◆ **Trecho fornecido**:
%%
Desde setembro de 2004, cerca de 40 crianças e jovens,
de nove a 17 anos, participam de atividades de interpretação,
dança e música, além de apresentações
de peças teatrais no Centro Cultural de Santa Maria.
A proposta, de acordo com Tereza, é discutir a questão
do preconceito ainda tão vigente no país e valorizar
o que há de melhor nestes adolescentes. Nesta primeira
etapa do projeto, o grupo focou em ações para
melhorar a auto-estima dos participantes, que, segundo a diretora,
tinham um olhar muito triste, com histórias de vida
sofridas.
"Vimos que não era possível já
oferecer oficinas preparadas sendo que eles tinham a auto-estima
lá embaixo. Algumas crianças apanhavam dos pais
e tinham até acompanhamento do SOS. Precisávamos
antes trabalhar aspectos como a importância de se gostar,
de se sociabilizar. É um trabalho difícil, mas
você consegue observar a mudança de visão
de vida mesmo. Eles têm muita força de vontade,
só precisam de oportunidade", avalia.
Jeferson Maciel Silva, 16 anos, por exemplo, participa há
cinco meses do projeto e já percebe transformações
no seu comportamento e também no dia-a-dia. O jovem
teve de se dedicar mais à escola, melhorar as notas
que poderiam reprová-lo de ano, para poder continuar
no projeto. Hoje, ele se apaixonou pelo teatro e pretende
seguir carreira na área. "Antes eu não
dava muito valor para os estudos. Agora sei que preciso me
dedicar aos dois. Eu me emociono muito com o teatro e vou
fazer o possível para crescer na vida", conta
o adolescente, que aponta ainda ter uma nova visão
da cidade após o projeto: "Agora podemos mostrar
que aqui, em Santa Maria, não tem só marginais
e vândalos como as pessoas gostam de dizer".
"O interessante é que o projeto despertou o
interesse do povo da cidade para a arte. Um senhor violeiro,
por exemplo, tirou o violão de dentro de casa e foi
para as ruas tocar, apesar de falarem que é um lugar
perigoso. As pessoas começaram a se movimentar",
completa a atriz. Em sua opinião, esse é um
dos grandes benefícios que a arte traz: união,
integração, energia. "O teatro, principalmente,
consegue juntar as pessoas de diferentes realidades. É
fabuloso isso. As pessoas precisam mais dessa humanização
que a arte traz consigo. Se as pessoas tiverem a oportunidade
de ter essa ligação com as coisas belas, muita
coisa irá mudar", acredita.
A partir de março, as crianças e jovens da
cidade começarão a participar de oficinas de
Interpretação e Expressão Corporal; Musicalização;
Máscaras, Bonecos e Adereços Cênicos;
Criação, execução e costura de
figurinos; Maquiagem para teatro; Iluminação;
Cenografia; e Sonoplastia. Com isso, o projeto irá
oferecer oportunidade de profissionalização
aos jovens. Alguns que já se destacaram nas atividades,
como Angélica Rodrigues, 21 anos, tiveram a oportunidade
de fazer apresentações teatrais remuneradas
em empresas da região. A garota pretende agora se dedicar
às oficinas, principalmente, de interpretação
e dança, que são as que mais chamam a sua atenção.
%%
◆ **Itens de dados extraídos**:
%%
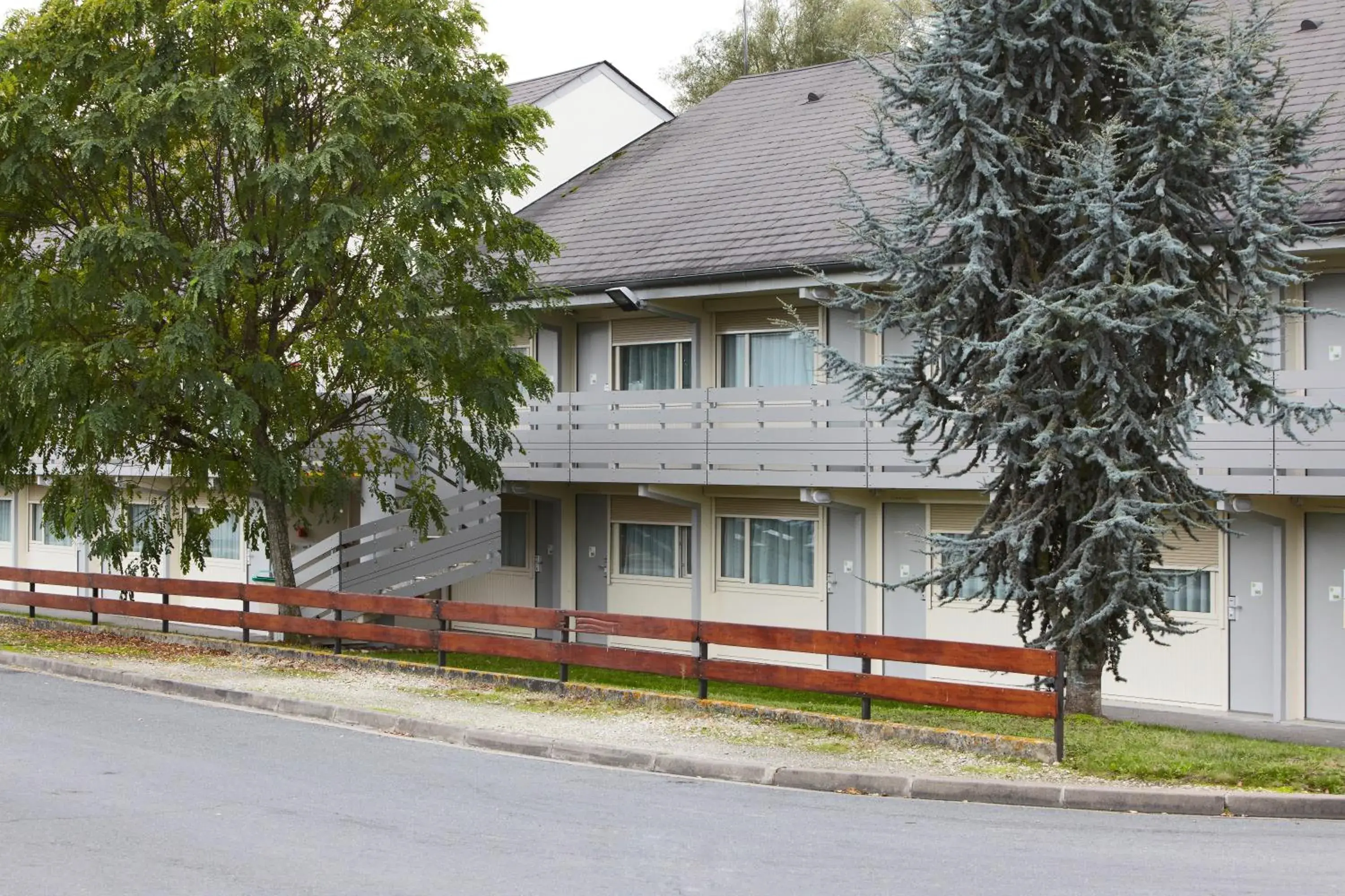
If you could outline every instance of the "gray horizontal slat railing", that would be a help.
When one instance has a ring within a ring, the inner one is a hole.
[[[1345,404],[1330,371],[1290,371],[1280,386],[1310,402]],[[781,388],[698,388],[651,392],[561,392],[526,408],[522,454],[506,476],[554,482],[929,488],[900,429],[849,402],[843,384]],[[1208,420],[1192,439],[1201,481],[1248,494],[1345,493],[1345,420],[1295,443],[1272,427]],[[943,461],[962,469],[960,454]],[[1232,470],[1232,473],[1231,473]],[[1276,473],[1278,470],[1278,473]],[[1311,473],[1305,476],[1305,472]],[[940,478],[940,489],[978,490],[990,470]]]
[[[464,492],[444,500],[445,531],[421,537],[402,510],[343,529],[296,555],[301,587],[417,595],[499,567],[500,500]]]

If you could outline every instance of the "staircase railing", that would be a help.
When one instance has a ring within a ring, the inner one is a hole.
[[[444,529],[425,537],[402,510],[304,548],[295,555],[295,580],[317,591],[416,596],[498,570],[499,496],[463,492],[444,505]]]

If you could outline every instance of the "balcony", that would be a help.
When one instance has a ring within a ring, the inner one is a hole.
[[[1279,373],[1307,400],[1345,403],[1334,371]],[[521,415],[508,480],[855,489],[979,489],[986,476],[927,478],[917,458],[846,400],[845,386],[562,392]],[[1345,419],[1294,442],[1272,427],[1206,423],[1205,484],[1244,494],[1345,494]],[[919,457],[919,451],[917,451]],[[960,469],[956,458],[946,470]]]

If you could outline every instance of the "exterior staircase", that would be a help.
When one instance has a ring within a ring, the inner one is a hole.
[[[299,587],[420,596],[498,570],[499,496],[461,492],[444,505],[444,531],[424,539],[402,510],[304,548],[295,555]]]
%%
◆ **Instrução dada 1**: No texto sobre o projeto cultural em Santa Maria, reescreva em forma de lista o parágrafo que começa com "A partir de março", mantendo seus fatos principais.
◆ **Instrução dada 2**: Transcreva do texto sobre o projeto cultural em Santa Maria o trecho que começa em "Desde setembro de" e termina em "de Santa Maria.".

◆ **Resultado da tarefa 1**:
- A partir de março, crianças e jovens da cidade participarão de oficinas de:
  - Interpretação e Expressão Corporal
  - Musicalização
  - Máscaras, Bonecos e Adereços Cênicos
  - Criação, execução e costura de figurinos
  - Maquiagem para teatro
  - Iluminação
  - Cenografia
  - Sonoplastia
- Com isso, o projeto oferecerá oportunidade de profissionalização aos jovens.
- Alguns participantes que se destacaram, como Angélica Rodrigues, 21 anos, já fizeram apresentações teatrais remuneradas em empresas da região.
- Angélica pretende se dedicar às oficinas, principalmente às de interpretação e dança.

◆ **Resultado da tarefa 2**:
Desde setembro de 2004, cerca de 40 crianças e jovens,
de nove a 17 anos, participam de atividades de interpretação,
dança e música, além de apresentações
de peças teatrais no Centro Cultural de Santa Maria.